____ TEXT BLOCK
Emerging Technology in the Fight Against Coronavirus
Published: March 26, 2020
Emerging technologies such as artificial intelligence and blockchain are helping in the response and fight against the coronavirus pandemic.
- The White House is urging the use of artificial intelligence and other technology innovations to help respond to the coronavirus pandemic.
- AI application in response to COVID-19 ranges from helping diagnose patients to accelerating the process to find a cure.
- Blockchain application to the global pandemic is proving to help financial, academic and healthcare environments.
- Emerging technologies such as exascale computing and machine learning will play a greater role in the long-term understanding of coronavirus and other pandemics.
Earlier this week, I discussed the impact that troves of data and supercomputing resources are having on the coronavirus pandemic. Mounds of machine-readable data related to COVID-19 and powerful computing capabilities pave the way for innovations such as Artificial Intelligence (AI) to help respond and conquer the ongoing crises.
Reliance on AI and other technologies is seen early on in a White House call with technology leaders on March 11 to explore and encourage the use of AI and other emerging technologies to aid in federal, state and local agencies’ response to coronavirus.
Nations around the globe are also using AI and other advanced technologies to deal with the virus.
So far, AI technologies have proven to be helpful in the tracking of the outbreak, providing patient diagnosis, disinfecting contaminated areas, tele-education, and accelerating the mission to find a cure to COVID-19. In addition, the utilization of blockchain is helping financial, academic and healthcare environments cope with the effects of coronavirus.
Samples of AI Use
DOE and other research-oriented institutions are coupling high performance computing capabilities with AI to help develop a vaccine to COVID-19. Finding a cure to any disease is typically based on rapid and reliable recreation of the virus’s genome sequence. AI is assisting in the rapid build out of the virus through computational models and simulation.
Moreover, CDC is now using a health care bot to help the agency screen patients for the viral infection. Developed by Microsoft, the Coronavirus Self-Checker bot on CDC’s website will assess the risk factors and symptoms of people based on a series of questions. The bot helps to decrease the burden on medical doctors and nurses, reserving healthcare resources for urgent situations.
________
▸ WHAT IS EXPECTED: Can you copy out, word for word, the part of the coronavirus technology article that opens with the words containing "- The White" and closes with "the ongoing crises."?
____ DATA RECORDS
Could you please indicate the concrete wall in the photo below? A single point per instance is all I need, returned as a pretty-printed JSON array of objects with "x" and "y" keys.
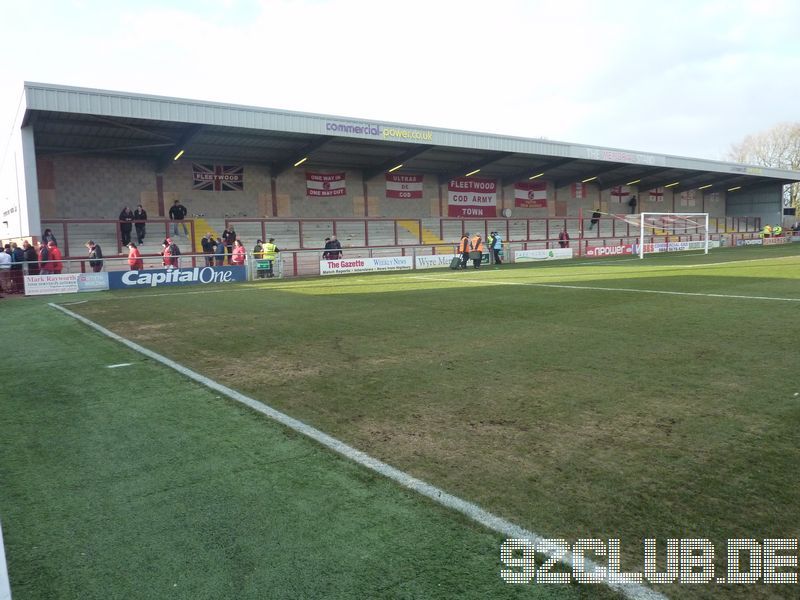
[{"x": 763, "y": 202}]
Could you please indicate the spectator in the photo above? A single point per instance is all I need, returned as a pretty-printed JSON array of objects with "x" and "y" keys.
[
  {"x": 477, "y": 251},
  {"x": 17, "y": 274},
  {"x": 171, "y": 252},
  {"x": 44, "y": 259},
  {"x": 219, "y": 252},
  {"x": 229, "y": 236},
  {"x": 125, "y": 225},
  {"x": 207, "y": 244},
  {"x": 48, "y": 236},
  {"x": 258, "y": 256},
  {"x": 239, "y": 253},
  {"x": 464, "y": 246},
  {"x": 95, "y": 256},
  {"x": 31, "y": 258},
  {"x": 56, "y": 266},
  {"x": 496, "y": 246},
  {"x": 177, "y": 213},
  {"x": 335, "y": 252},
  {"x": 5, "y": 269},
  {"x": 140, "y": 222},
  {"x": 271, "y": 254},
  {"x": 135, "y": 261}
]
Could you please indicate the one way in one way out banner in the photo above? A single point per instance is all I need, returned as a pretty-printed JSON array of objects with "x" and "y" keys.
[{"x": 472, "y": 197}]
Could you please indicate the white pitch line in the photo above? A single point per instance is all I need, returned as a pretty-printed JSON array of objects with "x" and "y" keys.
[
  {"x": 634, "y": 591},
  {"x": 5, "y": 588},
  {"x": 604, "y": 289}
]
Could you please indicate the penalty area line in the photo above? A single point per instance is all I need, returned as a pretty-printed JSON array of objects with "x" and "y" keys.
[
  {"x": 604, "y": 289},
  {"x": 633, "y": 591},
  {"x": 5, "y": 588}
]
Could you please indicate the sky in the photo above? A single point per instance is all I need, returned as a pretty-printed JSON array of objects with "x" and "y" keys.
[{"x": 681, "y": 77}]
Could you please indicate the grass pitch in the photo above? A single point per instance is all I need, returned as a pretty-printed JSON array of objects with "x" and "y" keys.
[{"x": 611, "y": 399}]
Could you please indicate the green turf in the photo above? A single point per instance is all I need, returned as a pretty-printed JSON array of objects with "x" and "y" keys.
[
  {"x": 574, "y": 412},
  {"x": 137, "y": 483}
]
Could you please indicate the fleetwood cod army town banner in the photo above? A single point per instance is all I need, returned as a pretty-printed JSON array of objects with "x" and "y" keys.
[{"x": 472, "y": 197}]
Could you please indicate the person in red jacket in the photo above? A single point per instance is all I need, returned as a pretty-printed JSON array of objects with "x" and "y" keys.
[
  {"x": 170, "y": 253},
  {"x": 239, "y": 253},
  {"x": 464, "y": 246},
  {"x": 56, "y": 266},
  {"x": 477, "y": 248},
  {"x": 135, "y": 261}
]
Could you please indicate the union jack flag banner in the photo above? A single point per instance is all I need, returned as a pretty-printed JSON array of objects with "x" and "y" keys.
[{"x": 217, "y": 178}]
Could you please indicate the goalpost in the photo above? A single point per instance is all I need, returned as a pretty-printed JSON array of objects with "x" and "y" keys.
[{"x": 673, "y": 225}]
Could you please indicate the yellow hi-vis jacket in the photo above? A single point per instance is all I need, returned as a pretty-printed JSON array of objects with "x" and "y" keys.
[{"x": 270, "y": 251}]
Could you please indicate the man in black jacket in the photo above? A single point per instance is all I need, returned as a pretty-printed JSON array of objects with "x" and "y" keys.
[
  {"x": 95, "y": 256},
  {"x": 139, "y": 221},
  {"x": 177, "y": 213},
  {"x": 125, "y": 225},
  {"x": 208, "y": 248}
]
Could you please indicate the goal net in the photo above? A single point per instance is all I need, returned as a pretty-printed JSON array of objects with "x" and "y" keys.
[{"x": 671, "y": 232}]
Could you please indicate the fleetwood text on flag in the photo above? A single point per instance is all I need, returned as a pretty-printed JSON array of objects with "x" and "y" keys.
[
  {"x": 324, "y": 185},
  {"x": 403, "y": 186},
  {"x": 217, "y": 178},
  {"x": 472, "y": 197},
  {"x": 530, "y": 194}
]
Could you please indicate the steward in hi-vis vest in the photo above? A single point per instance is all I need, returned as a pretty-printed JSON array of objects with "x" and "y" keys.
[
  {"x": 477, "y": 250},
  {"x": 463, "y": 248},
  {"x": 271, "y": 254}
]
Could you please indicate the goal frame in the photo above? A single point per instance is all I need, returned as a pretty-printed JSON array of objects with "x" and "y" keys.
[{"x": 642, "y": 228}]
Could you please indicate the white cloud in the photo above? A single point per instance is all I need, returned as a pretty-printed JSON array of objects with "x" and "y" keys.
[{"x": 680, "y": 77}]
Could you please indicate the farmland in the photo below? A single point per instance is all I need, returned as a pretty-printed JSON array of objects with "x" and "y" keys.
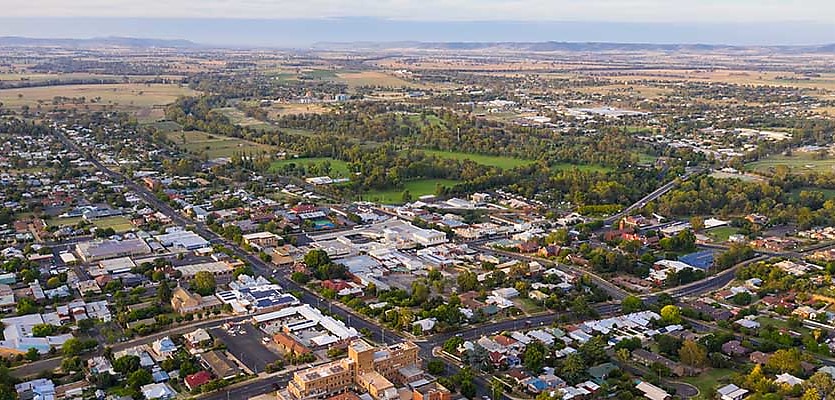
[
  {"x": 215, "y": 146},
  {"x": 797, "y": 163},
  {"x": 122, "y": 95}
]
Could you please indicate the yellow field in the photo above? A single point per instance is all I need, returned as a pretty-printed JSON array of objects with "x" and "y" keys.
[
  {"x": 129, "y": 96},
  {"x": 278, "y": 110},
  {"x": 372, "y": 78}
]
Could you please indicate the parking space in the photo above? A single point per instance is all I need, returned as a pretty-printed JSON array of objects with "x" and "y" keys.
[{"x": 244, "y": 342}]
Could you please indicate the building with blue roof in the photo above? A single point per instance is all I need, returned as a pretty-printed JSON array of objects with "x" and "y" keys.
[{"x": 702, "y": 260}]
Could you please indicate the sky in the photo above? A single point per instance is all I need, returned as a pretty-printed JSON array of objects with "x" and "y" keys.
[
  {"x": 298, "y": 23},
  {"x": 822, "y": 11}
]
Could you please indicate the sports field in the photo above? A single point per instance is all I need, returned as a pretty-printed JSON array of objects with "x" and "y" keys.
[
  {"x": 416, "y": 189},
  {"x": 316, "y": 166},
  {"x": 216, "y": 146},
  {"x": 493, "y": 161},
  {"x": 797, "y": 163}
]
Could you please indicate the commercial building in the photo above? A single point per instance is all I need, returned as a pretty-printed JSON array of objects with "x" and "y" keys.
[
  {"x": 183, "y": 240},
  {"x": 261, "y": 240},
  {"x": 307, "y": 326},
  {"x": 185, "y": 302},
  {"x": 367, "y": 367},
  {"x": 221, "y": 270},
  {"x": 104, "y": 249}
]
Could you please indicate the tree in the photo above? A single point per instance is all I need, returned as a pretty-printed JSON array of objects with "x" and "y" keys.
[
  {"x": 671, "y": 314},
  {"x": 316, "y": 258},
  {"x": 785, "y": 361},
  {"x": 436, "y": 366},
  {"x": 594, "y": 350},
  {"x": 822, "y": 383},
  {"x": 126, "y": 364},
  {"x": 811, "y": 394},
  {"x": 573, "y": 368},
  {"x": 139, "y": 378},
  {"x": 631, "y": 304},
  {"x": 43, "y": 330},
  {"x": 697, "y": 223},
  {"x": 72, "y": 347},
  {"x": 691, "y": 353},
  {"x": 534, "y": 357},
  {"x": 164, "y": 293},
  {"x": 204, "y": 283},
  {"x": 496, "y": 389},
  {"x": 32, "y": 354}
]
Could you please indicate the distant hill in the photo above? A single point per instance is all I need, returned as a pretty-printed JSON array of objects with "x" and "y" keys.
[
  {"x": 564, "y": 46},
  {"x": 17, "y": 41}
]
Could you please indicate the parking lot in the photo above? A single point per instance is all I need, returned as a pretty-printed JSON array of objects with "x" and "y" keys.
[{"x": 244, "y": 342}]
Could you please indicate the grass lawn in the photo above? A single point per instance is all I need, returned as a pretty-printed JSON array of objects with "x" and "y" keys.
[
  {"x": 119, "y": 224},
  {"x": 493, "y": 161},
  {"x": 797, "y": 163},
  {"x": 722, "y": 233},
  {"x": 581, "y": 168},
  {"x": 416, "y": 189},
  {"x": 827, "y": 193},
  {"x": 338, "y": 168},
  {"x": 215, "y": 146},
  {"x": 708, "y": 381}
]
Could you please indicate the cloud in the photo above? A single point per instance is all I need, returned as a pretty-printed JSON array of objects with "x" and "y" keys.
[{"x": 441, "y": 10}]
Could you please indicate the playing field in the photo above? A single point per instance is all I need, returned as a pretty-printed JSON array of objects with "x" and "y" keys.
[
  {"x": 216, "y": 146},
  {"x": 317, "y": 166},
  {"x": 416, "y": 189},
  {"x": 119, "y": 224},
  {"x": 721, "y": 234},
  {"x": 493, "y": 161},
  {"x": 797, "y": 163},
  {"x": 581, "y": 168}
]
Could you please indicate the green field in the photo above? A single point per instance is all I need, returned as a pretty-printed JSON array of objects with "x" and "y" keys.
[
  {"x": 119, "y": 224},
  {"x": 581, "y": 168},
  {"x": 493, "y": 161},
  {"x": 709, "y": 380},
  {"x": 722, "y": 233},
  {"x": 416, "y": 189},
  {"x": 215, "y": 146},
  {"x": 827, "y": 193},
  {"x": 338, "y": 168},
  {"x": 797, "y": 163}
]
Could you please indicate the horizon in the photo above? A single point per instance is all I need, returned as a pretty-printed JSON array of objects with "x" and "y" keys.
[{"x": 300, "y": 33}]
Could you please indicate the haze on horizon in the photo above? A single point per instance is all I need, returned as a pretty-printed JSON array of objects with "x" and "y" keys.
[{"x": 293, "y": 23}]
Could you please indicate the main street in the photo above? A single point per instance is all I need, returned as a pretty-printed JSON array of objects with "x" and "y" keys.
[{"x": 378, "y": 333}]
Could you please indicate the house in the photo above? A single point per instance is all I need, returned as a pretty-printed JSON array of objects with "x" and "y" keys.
________
▸ SOLUTION FOR THIS TASK:
- The White House is urging the use of artificial intelligence and other technology innovations to help respond to the coronavirus pandemic.
- AI application in response to COVID-19 ranges from helping diagnose patients to accelerating the process to find a cure.
- Blockchain application to the global pandemic is proving to help financial, academic and healthcare environments.
- Emerging technologies such as exascale computing and machine learning will play a greater role in the long-term understanding of coronavirus and other pandemics.
Earlier this week, I discussed the impact that troves of data and supercomputing resources are having on the coronavirus pandemic. Mounds of machine-readable data related to COVID-19 and powerful computing capabilities pave the way for innovations such as Artificial Intelligence (AI) to help respond and conquer the ongoing crises.